◆ **What needs to be done**
Reproduce word for word the stretch of the Nile River passage that opens with the words "I toured these" and closes with "on around them.".

It’s the Nile River calling, for tourists almost like the Call to Prayer, almost like it called the Pharoahs from about the 18th to 11th centuries BC.

Today, the Nile River valley is a huge amazing archeological site, one of the largest in the world (it’s a World Heritage Site) and this is what fascinates and dazzles. It includes, among many others, the Valley of the Queens; Queen Hatshepsut’s tomb, carved dramatically into a limestone hillside; and the larger and renowned Valley of the Kings, the pharoahs’ burial sites, all on the West bank of Luxor. Digs are still going on and new tombs are still being unearthed. It's a never-ending archaeological feast.

The sun rises in the East: LIFE. The sun sets in the West: DEATH. So the pharaohs built their tombs in the setting sun, “the Necropolis of Thebes," now called Luxor. Mind-boggling art and architecture for the dead.

I toured these sites with an informative and funny guide, Aladdin (another Aladdin), along with his excellent driver Mohammed, and 14 other people. We were from all over the world: Japan, Australia, Brazil, Germany, Belgium, England and America. Among them was a former Peace Corps Volunteer, James Hunt, who served in Kazakhstan several years ago, and his wife Kundar, a former Muskie fellow who studied at the University of Massachusetts in Amherst. Small world, especially since I just finished reading 54 Ukrainian applications for the Muskie Program, and discovered how many talented people apply and how extraordinary it is to be accepted. They both now teach at the American University in Afghanistan, something else I’d like to learn more about. Imagine, we are fighting a war there, and James and Kundar are teaching at the university as if nothing extraordinary is going on around them.

◆ **Data excerpts**
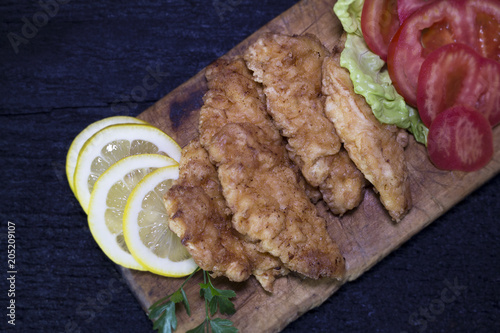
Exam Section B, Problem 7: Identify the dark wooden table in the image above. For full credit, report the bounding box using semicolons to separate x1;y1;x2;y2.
0;0;500;332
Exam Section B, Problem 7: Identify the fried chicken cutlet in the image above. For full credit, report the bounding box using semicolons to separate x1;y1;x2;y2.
165;139;288;291
200;59;345;279
244;34;365;215
323;57;412;221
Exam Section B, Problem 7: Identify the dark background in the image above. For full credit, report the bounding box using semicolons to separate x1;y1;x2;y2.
0;0;500;332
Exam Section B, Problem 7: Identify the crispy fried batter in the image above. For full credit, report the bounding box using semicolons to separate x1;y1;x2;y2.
323;57;411;221
200;60;345;278
245;34;365;214
165;139;288;291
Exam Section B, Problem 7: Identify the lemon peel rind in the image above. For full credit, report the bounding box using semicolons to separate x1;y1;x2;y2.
88;154;177;271
123;166;198;277
73;124;181;214
66;116;147;196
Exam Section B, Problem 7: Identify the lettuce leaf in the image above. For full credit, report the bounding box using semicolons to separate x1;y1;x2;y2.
333;0;429;144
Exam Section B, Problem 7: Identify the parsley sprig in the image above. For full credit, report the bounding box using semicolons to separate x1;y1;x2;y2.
149;271;238;333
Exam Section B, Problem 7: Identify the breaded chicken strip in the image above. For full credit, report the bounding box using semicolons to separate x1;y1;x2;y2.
208;123;345;278
200;60;345;278
199;58;321;203
323;57;412;221
165;139;288;291
244;34;365;214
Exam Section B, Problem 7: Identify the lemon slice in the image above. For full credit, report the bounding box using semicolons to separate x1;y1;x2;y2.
123;166;198;277
74;124;181;213
66;116;147;194
88;154;178;270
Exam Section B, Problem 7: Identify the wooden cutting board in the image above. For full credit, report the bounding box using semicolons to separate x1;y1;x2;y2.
121;0;500;332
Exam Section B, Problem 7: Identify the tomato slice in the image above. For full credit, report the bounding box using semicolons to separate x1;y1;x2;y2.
387;0;471;106
427;106;493;171
417;43;500;127
387;0;500;106
398;0;436;23
467;0;500;62
361;0;399;61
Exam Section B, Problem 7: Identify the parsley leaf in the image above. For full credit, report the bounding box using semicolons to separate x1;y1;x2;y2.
149;271;238;333
200;274;236;316
210;318;238;333
153;301;177;333
148;270;197;333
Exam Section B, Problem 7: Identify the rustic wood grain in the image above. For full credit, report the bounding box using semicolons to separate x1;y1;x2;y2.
128;0;500;332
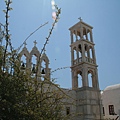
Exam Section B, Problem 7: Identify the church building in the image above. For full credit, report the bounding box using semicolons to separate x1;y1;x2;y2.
20;19;103;120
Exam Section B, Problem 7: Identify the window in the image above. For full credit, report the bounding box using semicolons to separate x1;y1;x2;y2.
66;107;70;115
109;105;115;115
103;107;105;115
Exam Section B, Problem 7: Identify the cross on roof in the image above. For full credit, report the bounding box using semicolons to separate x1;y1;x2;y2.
34;40;37;47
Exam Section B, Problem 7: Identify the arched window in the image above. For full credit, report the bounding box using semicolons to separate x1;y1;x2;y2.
83;27;86;40
40;60;46;81
21;55;27;70
85;44;88;61
78;44;82;62
73;30;76;42
74;48;77;65
88;71;93;87
31;55;38;75
87;30;91;41
78;71;83;88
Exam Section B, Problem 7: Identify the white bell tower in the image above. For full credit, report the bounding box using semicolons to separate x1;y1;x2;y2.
69;18;102;120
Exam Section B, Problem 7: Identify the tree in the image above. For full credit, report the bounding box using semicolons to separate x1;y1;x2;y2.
0;0;71;120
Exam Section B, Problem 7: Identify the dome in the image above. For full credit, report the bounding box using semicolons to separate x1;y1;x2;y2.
104;84;120;91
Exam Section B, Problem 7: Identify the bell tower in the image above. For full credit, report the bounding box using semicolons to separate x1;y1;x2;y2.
69;18;102;120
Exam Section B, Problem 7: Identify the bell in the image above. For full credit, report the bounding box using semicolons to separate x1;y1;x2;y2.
32;64;36;73
41;68;45;74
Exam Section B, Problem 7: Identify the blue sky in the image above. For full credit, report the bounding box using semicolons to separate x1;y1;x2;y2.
0;0;120;90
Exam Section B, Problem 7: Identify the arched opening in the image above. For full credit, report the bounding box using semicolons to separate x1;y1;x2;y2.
87;30;91;41
40;60;46;81
78;44;82;62
89;47;94;63
89;47;93;59
73;30;76;42
83;27;86;40
85;45;88;62
88;71;93;87
21;55;27;70
31;55;38;75
78;71;83;88
74;48;77;65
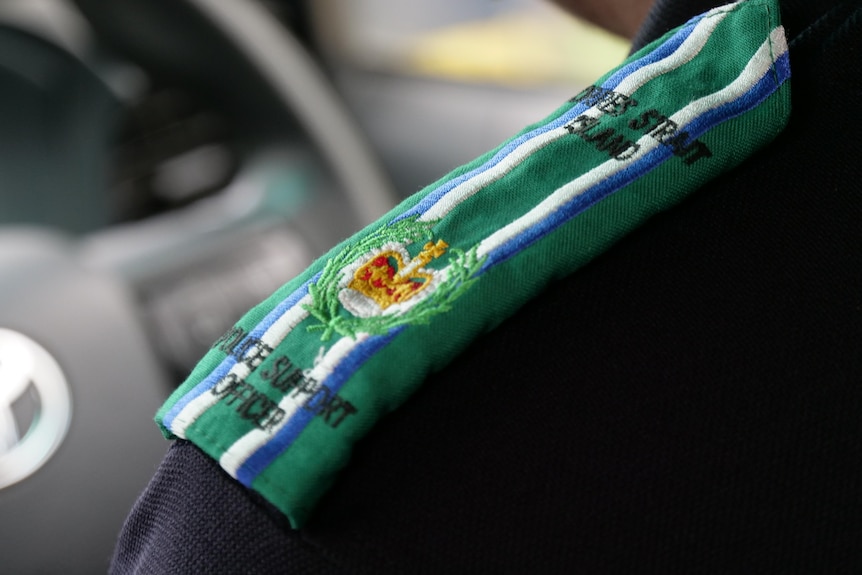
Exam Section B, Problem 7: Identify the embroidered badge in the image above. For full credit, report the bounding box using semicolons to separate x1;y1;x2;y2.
305;216;482;341
156;0;790;526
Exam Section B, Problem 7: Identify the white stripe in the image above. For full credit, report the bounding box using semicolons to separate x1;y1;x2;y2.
419;7;728;225
219;333;370;477
171;294;311;438
476;26;787;258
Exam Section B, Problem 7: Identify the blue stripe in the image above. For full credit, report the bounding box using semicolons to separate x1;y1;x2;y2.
162;273;320;430
236;326;405;487
392;15;703;223
479;53;790;274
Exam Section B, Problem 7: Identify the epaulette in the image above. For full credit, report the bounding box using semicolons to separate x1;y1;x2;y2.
156;0;790;527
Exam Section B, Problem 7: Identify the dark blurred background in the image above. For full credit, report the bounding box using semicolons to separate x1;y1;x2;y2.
0;0;627;573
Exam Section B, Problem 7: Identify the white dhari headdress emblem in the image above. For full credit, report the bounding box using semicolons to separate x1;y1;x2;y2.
305;217;483;340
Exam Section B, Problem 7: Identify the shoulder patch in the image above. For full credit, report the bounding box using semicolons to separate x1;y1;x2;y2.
156;0;790;527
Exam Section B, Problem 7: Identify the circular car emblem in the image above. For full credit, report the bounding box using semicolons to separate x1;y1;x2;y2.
0;328;72;489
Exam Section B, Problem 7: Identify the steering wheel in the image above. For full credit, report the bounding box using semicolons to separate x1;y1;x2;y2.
0;0;396;573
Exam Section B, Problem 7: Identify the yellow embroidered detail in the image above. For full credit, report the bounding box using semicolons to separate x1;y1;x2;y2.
347;240;449;310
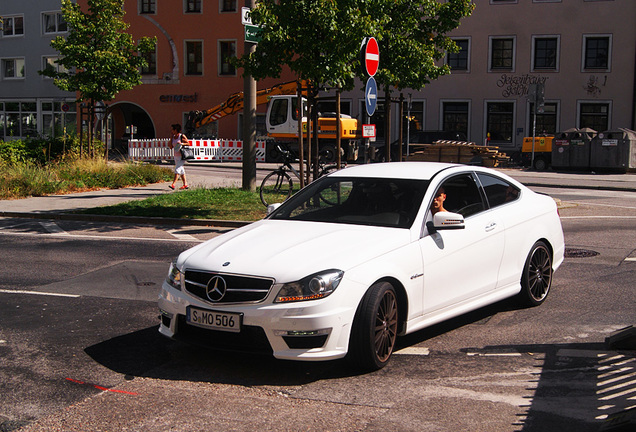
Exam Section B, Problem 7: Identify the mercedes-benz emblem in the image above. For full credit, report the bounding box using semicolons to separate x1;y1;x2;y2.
205;276;227;302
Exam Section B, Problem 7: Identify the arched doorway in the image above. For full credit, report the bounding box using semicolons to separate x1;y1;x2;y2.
106;102;156;154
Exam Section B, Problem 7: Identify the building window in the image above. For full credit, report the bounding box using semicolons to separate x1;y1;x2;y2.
402;100;425;134
528;102;558;135
185;41;203;75
583;36;610;70
0;101;38;139
0;16;24;37
0;58;26;79
486;102;514;144
490;38;515;71
446;39;470;72
442;102;469;136
532;36;559;71
141;48;157;75
219;41;236;76
42;12;68;34
183;0;201;13
139;0;157;14
42;56;68;79
41;102;77;137
219;0;238;12
579;102;610;132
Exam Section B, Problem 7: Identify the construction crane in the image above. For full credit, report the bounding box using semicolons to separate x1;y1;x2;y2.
184;81;307;136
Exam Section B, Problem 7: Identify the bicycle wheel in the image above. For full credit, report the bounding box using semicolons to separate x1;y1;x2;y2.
260;171;294;207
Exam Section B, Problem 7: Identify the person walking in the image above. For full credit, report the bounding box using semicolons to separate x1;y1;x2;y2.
168;123;188;190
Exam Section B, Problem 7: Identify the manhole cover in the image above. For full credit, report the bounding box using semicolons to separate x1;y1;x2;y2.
565;248;599;258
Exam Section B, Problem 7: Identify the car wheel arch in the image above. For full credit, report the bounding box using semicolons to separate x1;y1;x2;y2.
360;276;409;336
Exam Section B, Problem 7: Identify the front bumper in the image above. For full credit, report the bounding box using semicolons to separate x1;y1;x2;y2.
158;281;358;360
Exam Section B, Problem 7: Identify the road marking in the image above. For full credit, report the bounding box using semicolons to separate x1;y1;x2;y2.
561;216;636;219
40;222;70;236
66;378;139;396
393;347;431;355
166;229;199;241
0;230;204;243
0;289;81;298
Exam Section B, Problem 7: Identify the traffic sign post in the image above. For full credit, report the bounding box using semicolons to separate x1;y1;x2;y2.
362;125;375;138
362;37;380;77
364;77;378;117
245;25;263;43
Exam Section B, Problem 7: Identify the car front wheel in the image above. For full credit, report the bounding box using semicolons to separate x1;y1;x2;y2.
519;241;552;306
349;282;398;370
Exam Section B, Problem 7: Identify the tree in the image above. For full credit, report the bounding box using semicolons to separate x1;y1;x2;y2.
40;0;156;154
237;0;474;90
237;0;474;160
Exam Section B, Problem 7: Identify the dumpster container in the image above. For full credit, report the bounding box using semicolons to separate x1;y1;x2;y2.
552;128;596;170
590;128;636;173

◆ **Answer to the exercise**
I toured these sites with an informative and funny guide, Aladdin (another Aladdin), along with his excellent driver Mohammed, and 14 other people. We were from all over the world: Japan, Australia, Brazil, Germany, Belgium, England and America. Among them was a former Peace Corps Volunteer, James Hunt, who served in Kazakhstan several years ago, and his wife Kundar, a former Muskie fellow who studied at the University of Massachusetts in Amherst. Small world, especially since I just finished reading 54 Ukrainian applications for the Muskie Program, and discovered how many talented people apply and how extraordinary it is to be accepted. They both now teach at the American University in Afghanistan, something else I’d like to learn more about. Imagine, we are fighting a war there, and James and Kundar are teaching at the university as if nothing extraordinary is going on around them.